Matteo de Renzi, CEO of bp pulse in the UK, on how the roll-out of public charging infrastructure is critical to increasing EV uptake and discuss the role that e-Fluids play in facilitating ultra-fast-charging. bp pulse runs the UK’s largest public network of EV charging points, and also sells, installs and maintains chargers at home, at work and at public destinations.
Consumer concerns about a lack of fast-charging on the road is a significant obstacle to increased EV uptake. Accelerating the EVolution found that for 68% of consumers, the current speed of rapid charge points was a factor that prevented them from making the switch to an EV.
Matteo explains that bp pulse’s current focus is on rolling out ultra-fast (150kW) charging at bp retail sites across the country. Matteo believes that this will be critical to accelerating the widespread adoption of EVs: “We’re providing EV charging that’s easy to find, easy to access and easy to use. And it’s got to be fast – it’s clear that the public wants fast charging,” Matteo explains: “As well as 650 50kW rapid chargers, our UK network currently includes more than 60 ultra-fast chargers, with plans to reach 1,400 by 2030. If there are plenty of fast chargers available, you can just jump in an EV and drive, without having to plan your stops in advance.”
It is already possible to get a decent charge in a shorter time than the 31 minute charge time tipping point, depending on the type of vehicle and the charger: “A decade ago, it could have taken some EVs around 10 hours to charge your EV so that you could travel for 100 miles,” Matteo says: “With the ultra-fast 150 kW chargers it is possible to get 100 miles from a 10 minute charge, based on an efficiency of 4 miles per kWh. We’re on a very steep development trajectory.”
Next-generation e-Fluids such as Castrol’s dielectric battery e-Thermal fluid, support fast-charging by keeping the batteries cool and the car running. The advanced e-Thermal fluid has important properties to enable enhanced thermal management. The low viscosity and strong electrical insulation control battery temperatures without risk of electrical breakdown. Ultimately, this helps to maintain higher levels of battery performance for longer. This means that as the number of ultra-fast chargers increases, EV drivers can be confident that they can protect their vehicles as well as keeping the battery in good condition.

PROBLEM STATEMENT: In the passage on EV charging, how many ultra-fast chargers does bp pulse plan to reach in its UK network by 2030?

SUPPLIED RECORDS:
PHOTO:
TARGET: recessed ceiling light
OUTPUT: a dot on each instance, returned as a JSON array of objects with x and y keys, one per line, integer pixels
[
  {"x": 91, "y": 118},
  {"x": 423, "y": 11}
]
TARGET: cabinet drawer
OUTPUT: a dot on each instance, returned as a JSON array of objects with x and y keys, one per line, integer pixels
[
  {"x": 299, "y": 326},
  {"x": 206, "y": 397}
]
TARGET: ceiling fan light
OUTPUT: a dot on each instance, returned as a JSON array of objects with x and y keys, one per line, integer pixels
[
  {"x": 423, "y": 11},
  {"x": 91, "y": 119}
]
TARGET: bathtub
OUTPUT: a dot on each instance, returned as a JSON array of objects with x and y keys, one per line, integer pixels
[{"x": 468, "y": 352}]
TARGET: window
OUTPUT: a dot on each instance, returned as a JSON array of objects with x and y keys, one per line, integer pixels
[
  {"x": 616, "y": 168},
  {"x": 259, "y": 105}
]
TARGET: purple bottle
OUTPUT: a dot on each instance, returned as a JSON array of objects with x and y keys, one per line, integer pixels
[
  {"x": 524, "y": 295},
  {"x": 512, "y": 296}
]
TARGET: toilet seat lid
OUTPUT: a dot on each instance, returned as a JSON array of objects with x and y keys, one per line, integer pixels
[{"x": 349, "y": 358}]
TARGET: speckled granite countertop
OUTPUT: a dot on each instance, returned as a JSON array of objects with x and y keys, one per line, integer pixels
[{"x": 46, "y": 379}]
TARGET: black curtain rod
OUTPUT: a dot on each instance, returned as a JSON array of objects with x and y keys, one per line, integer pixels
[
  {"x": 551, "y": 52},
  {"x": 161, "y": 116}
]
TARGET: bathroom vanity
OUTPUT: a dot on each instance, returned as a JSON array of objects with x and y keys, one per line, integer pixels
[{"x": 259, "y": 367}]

RESULT OF THIS EXERCISE: 1,400